_Provided information_:

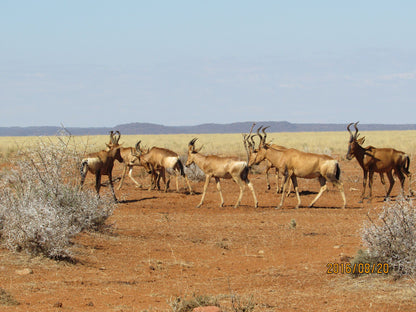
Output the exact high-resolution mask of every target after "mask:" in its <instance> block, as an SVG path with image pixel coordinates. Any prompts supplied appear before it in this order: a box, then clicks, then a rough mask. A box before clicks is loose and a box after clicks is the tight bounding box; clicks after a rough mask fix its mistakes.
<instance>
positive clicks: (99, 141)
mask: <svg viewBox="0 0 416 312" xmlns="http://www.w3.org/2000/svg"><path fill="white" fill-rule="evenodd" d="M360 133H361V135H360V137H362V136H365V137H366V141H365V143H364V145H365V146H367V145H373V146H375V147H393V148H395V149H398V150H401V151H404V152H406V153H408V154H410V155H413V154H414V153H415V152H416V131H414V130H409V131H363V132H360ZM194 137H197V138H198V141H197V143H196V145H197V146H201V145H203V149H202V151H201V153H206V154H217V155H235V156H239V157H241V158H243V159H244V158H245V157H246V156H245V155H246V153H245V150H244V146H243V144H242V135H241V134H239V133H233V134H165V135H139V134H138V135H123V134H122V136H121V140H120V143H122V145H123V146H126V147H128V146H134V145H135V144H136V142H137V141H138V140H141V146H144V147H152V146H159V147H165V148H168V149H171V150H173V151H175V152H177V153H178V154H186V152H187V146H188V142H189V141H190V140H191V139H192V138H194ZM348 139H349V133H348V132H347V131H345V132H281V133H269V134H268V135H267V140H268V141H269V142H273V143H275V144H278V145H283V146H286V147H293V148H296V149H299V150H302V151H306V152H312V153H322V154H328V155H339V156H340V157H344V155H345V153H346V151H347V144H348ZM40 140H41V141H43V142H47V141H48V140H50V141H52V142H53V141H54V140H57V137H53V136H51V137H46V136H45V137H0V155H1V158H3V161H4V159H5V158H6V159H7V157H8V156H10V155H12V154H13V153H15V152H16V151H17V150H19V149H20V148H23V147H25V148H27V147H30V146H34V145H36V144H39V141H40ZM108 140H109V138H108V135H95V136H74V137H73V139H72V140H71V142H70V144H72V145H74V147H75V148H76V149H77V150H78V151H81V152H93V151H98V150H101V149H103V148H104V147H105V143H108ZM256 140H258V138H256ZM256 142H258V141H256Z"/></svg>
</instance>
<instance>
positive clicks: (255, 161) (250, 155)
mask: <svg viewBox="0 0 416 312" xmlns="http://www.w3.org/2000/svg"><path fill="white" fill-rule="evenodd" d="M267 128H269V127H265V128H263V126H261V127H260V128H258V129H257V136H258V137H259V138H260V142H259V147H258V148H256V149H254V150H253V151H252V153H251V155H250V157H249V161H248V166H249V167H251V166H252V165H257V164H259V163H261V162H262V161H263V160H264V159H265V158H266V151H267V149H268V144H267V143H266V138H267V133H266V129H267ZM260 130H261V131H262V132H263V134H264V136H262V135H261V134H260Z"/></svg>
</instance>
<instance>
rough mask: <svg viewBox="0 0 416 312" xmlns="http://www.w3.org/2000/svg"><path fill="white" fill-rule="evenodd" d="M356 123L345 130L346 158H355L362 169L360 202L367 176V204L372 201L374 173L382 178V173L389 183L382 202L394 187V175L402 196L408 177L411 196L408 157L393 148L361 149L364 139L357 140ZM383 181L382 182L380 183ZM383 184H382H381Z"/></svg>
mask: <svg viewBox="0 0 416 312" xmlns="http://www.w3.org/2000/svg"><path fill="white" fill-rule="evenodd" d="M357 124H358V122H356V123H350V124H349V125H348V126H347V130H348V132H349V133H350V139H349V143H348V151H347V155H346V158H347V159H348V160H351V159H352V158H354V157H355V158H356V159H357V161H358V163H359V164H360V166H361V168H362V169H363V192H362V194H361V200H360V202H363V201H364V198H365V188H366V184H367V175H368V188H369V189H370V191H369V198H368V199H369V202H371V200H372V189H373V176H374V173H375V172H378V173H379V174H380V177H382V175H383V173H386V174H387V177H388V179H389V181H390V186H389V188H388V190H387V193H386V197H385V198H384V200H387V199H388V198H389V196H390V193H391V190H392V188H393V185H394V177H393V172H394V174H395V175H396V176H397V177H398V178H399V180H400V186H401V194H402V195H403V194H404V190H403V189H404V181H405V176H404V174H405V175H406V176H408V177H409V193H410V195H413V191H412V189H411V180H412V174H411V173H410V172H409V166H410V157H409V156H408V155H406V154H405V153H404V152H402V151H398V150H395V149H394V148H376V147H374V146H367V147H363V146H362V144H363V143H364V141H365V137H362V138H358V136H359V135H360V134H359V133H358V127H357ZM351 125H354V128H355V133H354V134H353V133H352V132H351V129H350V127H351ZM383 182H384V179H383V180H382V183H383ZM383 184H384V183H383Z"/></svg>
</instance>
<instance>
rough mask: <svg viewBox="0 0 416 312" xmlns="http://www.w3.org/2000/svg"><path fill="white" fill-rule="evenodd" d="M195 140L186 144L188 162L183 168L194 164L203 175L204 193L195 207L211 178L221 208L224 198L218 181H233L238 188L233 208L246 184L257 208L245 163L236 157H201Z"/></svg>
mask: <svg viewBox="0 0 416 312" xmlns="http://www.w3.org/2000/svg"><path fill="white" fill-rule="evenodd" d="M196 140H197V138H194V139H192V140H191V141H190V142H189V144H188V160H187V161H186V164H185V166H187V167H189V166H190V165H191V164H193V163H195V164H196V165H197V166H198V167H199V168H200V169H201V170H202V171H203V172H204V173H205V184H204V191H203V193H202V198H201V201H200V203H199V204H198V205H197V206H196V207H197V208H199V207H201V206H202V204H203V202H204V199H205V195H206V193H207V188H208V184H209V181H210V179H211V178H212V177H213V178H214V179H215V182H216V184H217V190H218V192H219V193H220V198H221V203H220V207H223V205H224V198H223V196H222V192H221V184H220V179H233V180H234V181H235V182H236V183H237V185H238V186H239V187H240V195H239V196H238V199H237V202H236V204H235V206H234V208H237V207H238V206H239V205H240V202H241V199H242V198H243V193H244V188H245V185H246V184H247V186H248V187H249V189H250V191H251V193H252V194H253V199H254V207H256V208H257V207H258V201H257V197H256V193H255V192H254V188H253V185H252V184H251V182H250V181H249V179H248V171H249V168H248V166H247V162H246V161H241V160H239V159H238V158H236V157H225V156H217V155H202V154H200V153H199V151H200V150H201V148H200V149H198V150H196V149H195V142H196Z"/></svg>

_The task_:
The whole listing is to be duplicated verbatim, apart from its images.

_Output of the task_:
Output the exact high-resolution mask of every target after "mask:" in its <instance> block, as an SVG path with image pixel coordinates. Any prompts supplied appear before it in this order: a box, then clicks, then a rough mask. A box before clicks is loose and a box after clicks is the tight bounding box; clicks after a rough mask fix its mistakes.
<instance>
positive clicks: (99, 141)
mask: <svg viewBox="0 0 416 312" xmlns="http://www.w3.org/2000/svg"><path fill="white" fill-rule="evenodd" d="M360 133H361V135H360V137H362V136H365V137H366V141H365V143H364V145H365V146H367V145H373V146H375V147H393V148H395V149H398V150H401V151H404V152H406V153H408V154H410V155H413V154H414V153H415V152H416V131H414V130H409V131H363V132H360ZM194 137H197V138H198V141H197V143H196V145H197V146H201V145H203V149H202V151H201V153H206V154H217V155H235V156H239V157H241V158H243V159H244V158H245V157H246V156H245V155H246V153H245V150H244V146H243V144H242V135H241V134H239V133H233V134H165V135H139V134H138V135H123V134H122V136H121V140H120V143H122V145H123V146H126V147H128V146H134V145H135V144H136V142H137V141H138V140H141V146H144V147H152V146H159V147H165V148H168V149H171V150H173V151H175V152H177V153H178V154H186V152H187V146H188V142H189V141H190V140H191V139H192V138H194ZM348 139H349V133H348V132H347V131H345V132H281V133H269V134H268V135H267V140H268V141H269V142H273V143H275V144H278V145H283V146H286V147H293V148H296V149H299V150H302V151H306V152H312V153H322V154H328V155H339V156H340V157H344V155H345V153H346V151H347V144H348ZM40 140H41V141H43V142H47V141H48V140H50V141H52V142H53V141H54V140H57V137H53V136H51V137H46V136H45V137H0V155H1V158H3V161H4V159H5V158H6V159H7V157H8V156H10V155H12V154H13V153H15V152H16V151H17V150H19V149H20V148H23V147H25V148H27V147H30V146H34V145H36V144H39V141H40ZM108 140H109V138H108V135H95V136H74V137H73V139H72V140H71V142H70V144H72V145H74V147H75V148H76V149H77V150H78V151H81V152H93V151H98V150H101V149H103V148H104V147H105V143H108ZM256 140H258V138H256ZM256 142H258V141H256Z"/></svg>
</instance>
<instance>
positive clicks: (255, 161) (250, 155)
mask: <svg viewBox="0 0 416 312" xmlns="http://www.w3.org/2000/svg"><path fill="white" fill-rule="evenodd" d="M267 128H269V127H265V128H263V126H261V127H260V128H258V129H257V136H258V137H259V138H260V142H259V147H258V148H256V149H254V150H253V151H252V153H251V155H250V157H249V161H248V166H249V167H251V166H252V165H257V164H259V163H261V162H262V161H263V160H264V159H265V158H266V151H267V149H268V144H267V143H266V138H267V133H266V129H267ZM260 130H261V131H262V132H263V134H264V136H262V135H261V134H260Z"/></svg>
</instance>
<instance>
rough mask: <svg viewBox="0 0 416 312" xmlns="http://www.w3.org/2000/svg"><path fill="white" fill-rule="evenodd" d="M356 123L345 130L346 158H355L362 169L360 202L367 176V204L372 201L374 173L382 178V173L389 183L382 202L394 187V175L402 196L408 177L411 196L408 157L393 148L361 149L364 139L357 140ZM383 181L382 182L380 183ZM383 184H382H381Z"/></svg>
mask: <svg viewBox="0 0 416 312" xmlns="http://www.w3.org/2000/svg"><path fill="white" fill-rule="evenodd" d="M357 124H358V122H356V123H350V124H349V125H348V126H347V130H348V132H349V133H350V139H349V143H348V151H347V155H346V158H347V159H348V160H351V159H352V158H354V157H355V158H356V159H357V161H358V163H359V164H360V166H361V168H362V169H363V192H362V194H361V200H360V202H363V201H364V198H365V188H366V184H367V175H368V188H369V189H370V191H369V198H368V199H369V202H371V200H372V189H373V176H374V173H375V172H378V173H379V174H380V177H382V175H383V173H386V174H387V177H388V179H389V181H390V186H389V188H388V190H387V193H386V197H385V198H384V200H387V199H388V198H389V196H390V193H391V190H392V188H393V185H394V177H393V172H394V174H395V175H396V176H397V177H398V178H399V180H400V186H401V194H402V195H403V194H404V190H403V189H404V181H405V176H404V174H405V175H406V176H408V177H409V193H410V195H413V191H412V189H411V180H412V174H411V173H410V172H409V166H410V157H409V156H408V155H406V154H405V153H404V152H402V151H398V150H395V149H394V148H376V147H374V146H367V147H363V146H362V144H363V143H364V141H365V137H362V138H358V136H359V135H360V134H359V133H358V127H357ZM351 125H354V128H355V133H354V134H353V133H352V132H351V129H350V127H351ZM383 182H384V179H383V180H382V183H383ZM383 184H384V183H383Z"/></svg>
</instance>
<instance>
rough mask: <svg viewBox="0 0 416 312" xmlns="http://www.w3.org/2000/svg"><path fill="white" fill-rule="evenodd" d="M195 140L186 144L188 162L183 168L194 164L203 175L204 193L195 207L211 178L221 208L224 198L218 181H233L238 188L233 208L246 184L257 208L245 163L236 157H201Z"/></svg>
mask: <svg viewBox="0 0 416 312" xmlns="http://www.w3.org/2000/svg"><path fill="white" fill-rule="evenodd" d="M196 140H197V138H194V139H192V140H191V141H190V142H189V144H188V160H187V161H186V164H185V166H187V167H189V166H190V165H191V164H193V163H195V164H196V165H197V166H198V167H199V168H200V169H201V170H202V171H203V172H204V173H205V184H204V191H203V193H202V198H201V201H200V203H199V204H198V205H197V206H196V207H197V208H199V207H201V206H202V204H203V202H204V199H205V195H206V193H207V188H208V184H209V181H210V179H211V178H212V177H213V178H214V179H215V182H216V184H217V190H218V192H219V193H220V198H221V203H220V207H223V205H224V198H223V196H222V192H221V184H220V179H233V180H234V181H235V182H236V183H237V185H238V186H239V187H240V195H239V196H238V199H237V202H236V204H235V206H234V208H237V207H238V206H239V205H240V202H241V199H242V198H243V193H244V188H245V185H246V184H247V186H248V187H249V189H250V191H251V193H252V194H253V199H254V207H256V208H257V207H258V201H257V197H256V193H255V192H254V188H253V185H252V184H251V182H250V181H249V179H248V171H249V168H248V166H247V162H246V161H241V160H239V159H238V158H236V157H225V156H217V155H202V154H200V153H199V151H200V150H201V148H200V149H198V150H196V149H195V142H196Z"/></svg>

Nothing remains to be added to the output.